* _Cose da fare_:
A. Nel brano su Trump, entro quanto tempo Trump ha promesso di porre fine agli scontri tra Mosca e Kiev?
B. Quali sono tutte le persone citate per nome nel brano su Trump?
C. Continua il brano su Trump dopo la sua ultima frase.

*** Brano da leggere

Trump ha anche promesso di porre fine agli scontri tra Mosca e Kiev entro «24 ore» e di ripristinare la pace nella regione se rieletto. Il presidente ucraino Vladimir Zelenskyj, tuttavia, ha affermato che l’affermazione di Trump non è realistica. A novembre, quando NBC News gli aveva chiesto se credeva che Trump avrebbe continuato a sostenere l’Ucraina, Zelens’kyj ha risposto: «Davvero, non lo so».

 

Trump rimane il favorito per la nomina del Partito Repubblicano come candidato contro Biden. Questo mese è arrivato comodamente primo nei caucus dell’Iowa e nelle primarie del New Hampshire, spingendo il governatore della Florida Ron DeSantis a ritirarsi. L’ex inviato americano alle Nazioni Unite, Nikki Haley, è ora l’unico rivale repubblicano di Trump.

 

Secondo la rivista statunitense Rolling Stone, il biondo ex presidente USA ha discusso dell’uscita del Paese dalla NATO o della riduzione drastica dell’impegno dell’America nel blocco in caso di vittoria delle elezioni del 2024.

 

In precedenza l’ex consigliere per la sicurezza nazionale John Bolton aveva dichiarato al Washington Post che «in un secondo mandato Trump, penso che potrebbe benissimo ritirarsi dalla NATO».

 

Come riportato da Renovatio 21, due mesi fa il politologo accademico Phillips Payson O’Brien ha dichiarato che il ritorno di Trump alla Casa Bianca metterebbe fine all’Alleanza Atlantica.

******
*** Righe elencate

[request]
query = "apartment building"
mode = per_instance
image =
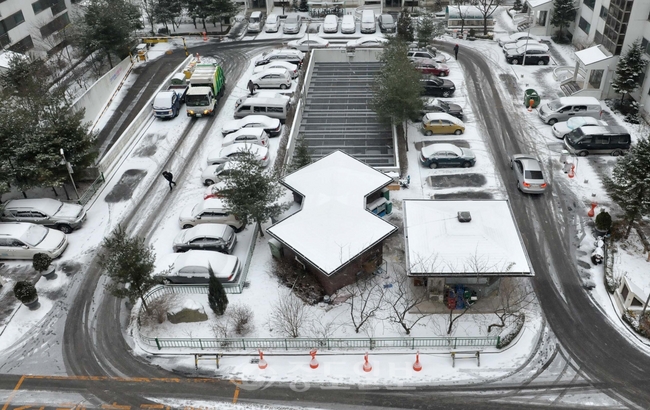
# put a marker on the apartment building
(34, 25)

******
*** Righe elencate

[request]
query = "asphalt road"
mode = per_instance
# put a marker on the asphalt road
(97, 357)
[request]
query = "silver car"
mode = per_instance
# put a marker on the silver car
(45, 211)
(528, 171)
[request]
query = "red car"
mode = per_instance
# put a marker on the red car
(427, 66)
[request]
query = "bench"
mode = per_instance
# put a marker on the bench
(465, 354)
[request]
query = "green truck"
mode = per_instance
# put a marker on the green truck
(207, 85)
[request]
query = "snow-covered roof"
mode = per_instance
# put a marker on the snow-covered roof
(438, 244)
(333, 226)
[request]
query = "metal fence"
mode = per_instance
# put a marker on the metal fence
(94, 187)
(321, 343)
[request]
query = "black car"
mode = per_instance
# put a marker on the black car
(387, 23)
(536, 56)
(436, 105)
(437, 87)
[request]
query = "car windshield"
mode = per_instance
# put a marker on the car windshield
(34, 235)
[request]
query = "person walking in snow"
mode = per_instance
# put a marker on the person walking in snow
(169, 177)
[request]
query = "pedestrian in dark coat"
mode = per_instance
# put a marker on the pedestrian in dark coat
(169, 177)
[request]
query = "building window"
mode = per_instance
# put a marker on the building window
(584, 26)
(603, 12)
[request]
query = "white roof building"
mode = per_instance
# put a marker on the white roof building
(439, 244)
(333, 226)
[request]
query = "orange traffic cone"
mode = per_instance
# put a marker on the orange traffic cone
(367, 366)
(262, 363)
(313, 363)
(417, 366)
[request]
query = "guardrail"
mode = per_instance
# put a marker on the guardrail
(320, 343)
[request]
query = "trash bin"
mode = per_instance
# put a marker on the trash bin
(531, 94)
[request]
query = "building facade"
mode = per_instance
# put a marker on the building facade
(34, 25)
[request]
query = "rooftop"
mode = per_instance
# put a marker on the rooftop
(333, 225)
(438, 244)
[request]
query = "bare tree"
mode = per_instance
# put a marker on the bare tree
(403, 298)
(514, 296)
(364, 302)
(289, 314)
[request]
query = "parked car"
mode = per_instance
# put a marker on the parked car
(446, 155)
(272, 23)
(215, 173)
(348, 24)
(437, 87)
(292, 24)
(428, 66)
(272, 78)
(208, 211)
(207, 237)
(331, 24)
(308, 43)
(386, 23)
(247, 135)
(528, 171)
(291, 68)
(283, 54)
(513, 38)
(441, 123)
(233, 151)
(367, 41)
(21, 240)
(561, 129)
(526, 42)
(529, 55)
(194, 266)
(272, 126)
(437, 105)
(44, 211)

******
*** Righe elencate

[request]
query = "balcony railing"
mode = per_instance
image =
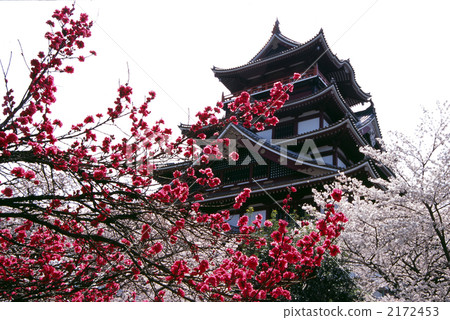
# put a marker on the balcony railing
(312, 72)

******

* _Risposte per compito_:
A. Entro 24 ore.

B.
- Trump
- Vladimir Zelenskyj
- Biden
- Ron DeSantis
- Nikki Haley
- John Bolton
- Phillips Payson O'Brien

C.
Trump, NATO-scettico della prima ora, da presidente è arrivato ad avere incontri anche rudi con il segretario dell’Alleanza Atlantica Jens Stoltenberg.

 

La posizione di Trump si inserisce in una corposa, ma sottaciuta, matrice di pensiero politico americano contraria alla NATO iniziata con George Kennan e proseguita durante tutta la seconda parte del XX secolo e l’inizio del XXI, una tendenza ovviamente contraria all’interventismo zelota e sanguinario della fazione neocon, che riesce a spingere Washington in guerra chiunque sia il presidente – con eccezione di Trump che, appunto, rifiutò di attaccare l’Iran e licenziò in tronco il neocon Bolton.

 

In un video pubblicato all’inizio del 2023, Trump ha attribuito il conflitto a «tutti i guerrafondai e i globalisti “America Last” nel Deep State, nel Pentagono, nel Dipartimento di Stato e nel complesso industriale della sicurezza nazionale», che secondo lui erano «ossessionati dallo spingere l’Ucraina verso la NATO». Nel filmato l’ex presidente attaccava frontalmente i neocon facendo pure esplicitamente il nome di Victoria Nuland, funzionaria del Dipartimento di Stato considerata pupara del conflitto ucraino.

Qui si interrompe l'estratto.